**Your task:**
Rewrite each line of the material as a row of a Markdown table with the columns "No." and "Entry", numbering the rows and skipping blank lines. Omit the pictures.

-- start of Source data --

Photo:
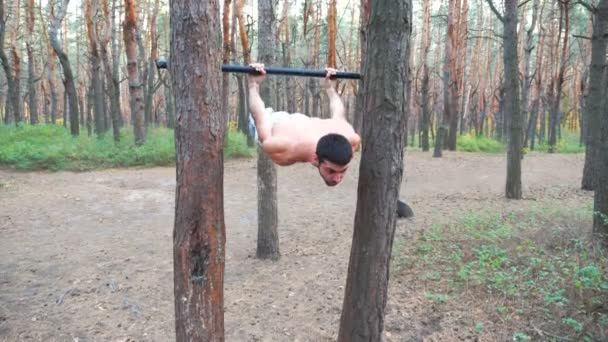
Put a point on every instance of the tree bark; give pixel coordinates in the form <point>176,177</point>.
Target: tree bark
<point>527,58</point>
<point>559,78</point>
<point>135,83</point>
<point>151,64</point>
<point>365,8</point>
<point>14,110</point>
<point>116,64</point>
<point>199,235</point>
<point>385,74</point>
<point>268,236</point>
<point>597,94</point>
<point>511,104</point>
<point>68,80</point>
<point>331,34</point>
<point>600,185</point>
<point>242,104</point>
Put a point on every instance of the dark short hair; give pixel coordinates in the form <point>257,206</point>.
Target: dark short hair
<point>335,148</point>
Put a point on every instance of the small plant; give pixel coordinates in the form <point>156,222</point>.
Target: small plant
<point>51,147</point>
<point>535,265</point>
<point>576,325</point>
<point>441,298</point>
<point>521,336</point>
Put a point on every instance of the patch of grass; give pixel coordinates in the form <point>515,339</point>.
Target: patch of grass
<point>569,143</point>
<point>533,268</point>
<point>51,147</point>
<point>472,143</point>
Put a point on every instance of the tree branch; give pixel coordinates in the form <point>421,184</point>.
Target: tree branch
<point>582,37</point>
<point>500,17</point>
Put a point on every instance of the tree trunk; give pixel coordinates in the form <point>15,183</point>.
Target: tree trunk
<point>152,63</point>
<point>116,64</point>
<point>511,103</point>
<point>527,57</point>
<point>243,104</point>
<point>98,93</point>
<point>331,34</point>
<point>425,47</point>
<point>449,74</point>
<point>31,64</point>
<point>226,57</point>
<point>68,82</point>
<point>600,164</point>
<point>597,94</point>
<point>135,83</point>
<point>52,85</point>
<point>16,60</point>
<point>199,235</point>
<point>385,75</point>
<point>268,236</point>
<point>106,35</point>
<point>12,110</point>
<point>365,8</point>
<point>559,79</point>
<point>90,100</point>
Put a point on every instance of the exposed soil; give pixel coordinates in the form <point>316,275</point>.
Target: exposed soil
<point>88,256</point>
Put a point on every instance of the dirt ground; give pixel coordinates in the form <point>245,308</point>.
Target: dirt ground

-- end of Source data --

**Written response:**
| No. | Entry |
|---|---|
| 1 | Photo: |
| 2 | Put a point on every instance of the tree bark; give pixel coordinates in the form <point>176,177</point>. |
| 3 | Target: tree bark |
| 4 | <point>527,58</point> |
| 5 | <point>559,78</point> |
| 6 | <point>135,83</point> |
| 7 | <point>151,64</point> |
| 8 | <point>365,8</point> |
| 9 | <point>14,110</point> |
| 10 | <point>116,64</point> |
| 11 | <point>199,235</point> |
| 12 | <point>385,74</point> |
| 13 | <point>268,236</point> |
| 14 | <point>597,94</point> |
| 15 | <point>511,104</point> |
| 16 | <point>68,80</point> |
| 17 | <point>331,34</point> |
| 18 | <point>600,185</point> |
| 19 | <point>242,104</point> |
| 20 | Put a point on every instance of the dark short hair; give pixel coordinates in the form <point>257,206</point>. |
| 21 | Target: dark short hair |
| 22 | <point>335,148</point> |
| 23 | Put a point on every instance of the small plant; give pixel coordinates in the form <point>156,222</point>. |
| 24 | Target: small plant |
| 25 | <point>51,147</point> |
| 26 | <point>535,265</point> |
| 27 | <point>576,325</point> |
| 28 | <point>441,298</point> |
| 29 | <point>521,336</point> |
| 30 | Put a point on every instance of the patch of grass; give pixel coordinates in the form <point>515,339</point>. |
| 31 | Target: patch of grass |
| 32 | <point>569,143</point> |
| 33 | <point>533,268</point> |
| 34 | <point>51,147</point> |
| 35 | <point>472,143</point> |
| 36 | Put a point on every instance of the tree branch; give pixel coordinates in the form <point>421,184</point>. |
| 37 | Target: tree branch |
| 38 | <point>582,37</point> |
| 39 | <point>500,17</point> |
| 40 | Put a point on every instance of the tree trunk; give pixel coordinates in the form <point>15,183</point>. |
| 41 | Target: tree trunk |
| 42 | <point>152,63</point> |
| 43 | <point>116,64</point> |
| 44 | <point>511,103</point> |
| 45 | <point>527,57</point> |
| 46 | <point>243,104</point> |
| 47 | <point>98,93</point> |
| 48 | <point>331,34</point> |
| 49 | <point>425,47</point> |
| 50 | <point>449,74</point> |
| 51 | <point>31,64</point> |
| 52 | <point>226,57</point> |
| 53 | <point>68,82</point> |
| 54 | <point>600,164</point> |
| 55 | <point>597,94</point> |
| 56 | <point>135,83</point> |
| 57 | <point>52,85</point> |
| 58 | <point>16,60</point> |
| 59 | <point>199,235</point> |
| 60 | <point>385,75</point> |
| 61 | <point>268,236</point> |
| 62 | <point>106,35</point> |
| 63 | <point>12,110</point> |
| 64 | <point>365,8</point> |
| 65 | <point>559,79</point> |
| 66 | <point>90,100</point> |
| 67 | Put a point on every instance of the exposed soil; give pixel coordinates in the form <point>316,275</point>. |
| 68 | Target: exposed soil |
| 69 | <point>88,256</point> |
| 70 | Put a point on every instance of the dirt ground; give pixel coordinates in the form <point>245,308</point>. |
| 71 | Target: dirt ground |